Supplied records
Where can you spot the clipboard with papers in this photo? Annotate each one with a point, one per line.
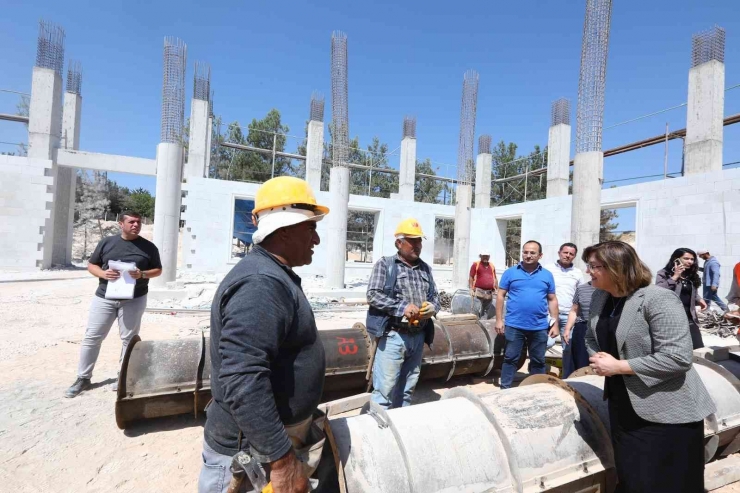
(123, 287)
==
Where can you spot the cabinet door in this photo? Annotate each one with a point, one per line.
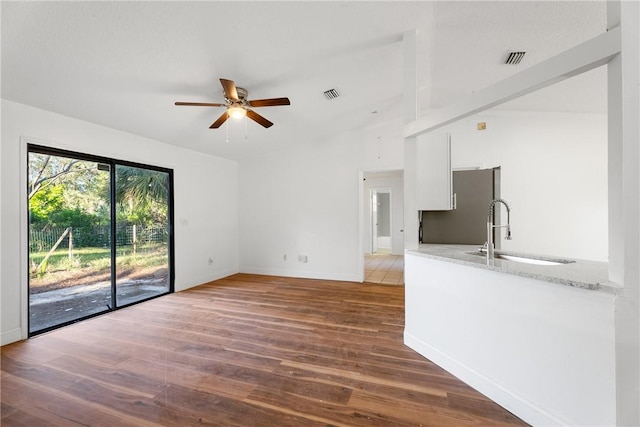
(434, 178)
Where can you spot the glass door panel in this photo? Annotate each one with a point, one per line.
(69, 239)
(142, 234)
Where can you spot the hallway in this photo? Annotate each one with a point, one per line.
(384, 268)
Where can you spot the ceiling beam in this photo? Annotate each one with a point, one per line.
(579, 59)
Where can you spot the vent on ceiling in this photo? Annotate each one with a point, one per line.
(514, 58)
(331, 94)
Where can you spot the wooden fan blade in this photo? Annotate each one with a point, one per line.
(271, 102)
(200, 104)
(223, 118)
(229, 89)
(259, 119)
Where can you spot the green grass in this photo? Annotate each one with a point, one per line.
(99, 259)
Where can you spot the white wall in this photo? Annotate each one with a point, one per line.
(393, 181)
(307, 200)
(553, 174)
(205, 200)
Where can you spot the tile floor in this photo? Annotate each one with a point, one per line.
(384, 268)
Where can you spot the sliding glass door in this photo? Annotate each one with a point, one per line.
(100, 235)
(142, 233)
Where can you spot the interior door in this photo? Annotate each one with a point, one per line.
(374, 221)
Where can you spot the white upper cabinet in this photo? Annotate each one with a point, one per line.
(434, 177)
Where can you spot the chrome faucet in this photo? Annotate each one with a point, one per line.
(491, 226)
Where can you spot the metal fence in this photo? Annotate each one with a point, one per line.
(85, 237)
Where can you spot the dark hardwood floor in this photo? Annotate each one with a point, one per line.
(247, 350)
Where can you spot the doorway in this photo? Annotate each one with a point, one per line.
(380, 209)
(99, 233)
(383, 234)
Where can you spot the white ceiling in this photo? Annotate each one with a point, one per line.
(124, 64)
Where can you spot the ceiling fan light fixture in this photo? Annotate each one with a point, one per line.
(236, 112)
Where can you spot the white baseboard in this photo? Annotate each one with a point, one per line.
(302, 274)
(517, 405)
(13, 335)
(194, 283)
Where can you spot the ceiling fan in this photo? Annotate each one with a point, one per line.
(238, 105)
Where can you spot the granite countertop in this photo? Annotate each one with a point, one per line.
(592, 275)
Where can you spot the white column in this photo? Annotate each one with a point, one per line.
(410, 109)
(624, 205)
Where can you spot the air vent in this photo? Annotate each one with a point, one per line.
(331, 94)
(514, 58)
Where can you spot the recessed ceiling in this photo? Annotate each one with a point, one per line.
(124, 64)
==
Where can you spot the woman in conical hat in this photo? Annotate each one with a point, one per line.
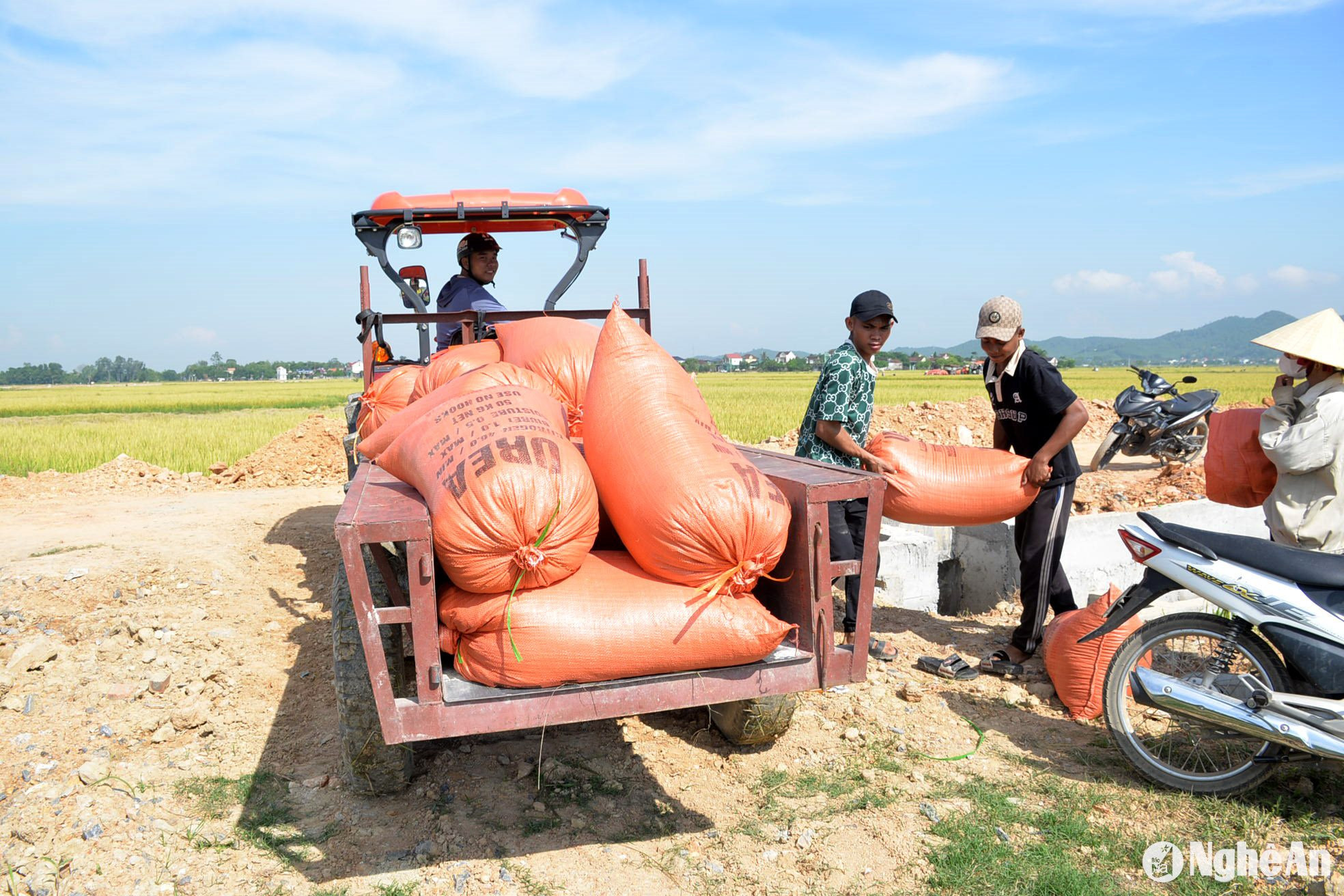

Requirement
How many lines in the records above contain the word "cabinet"? Reply with the number alone.

Result of the task
2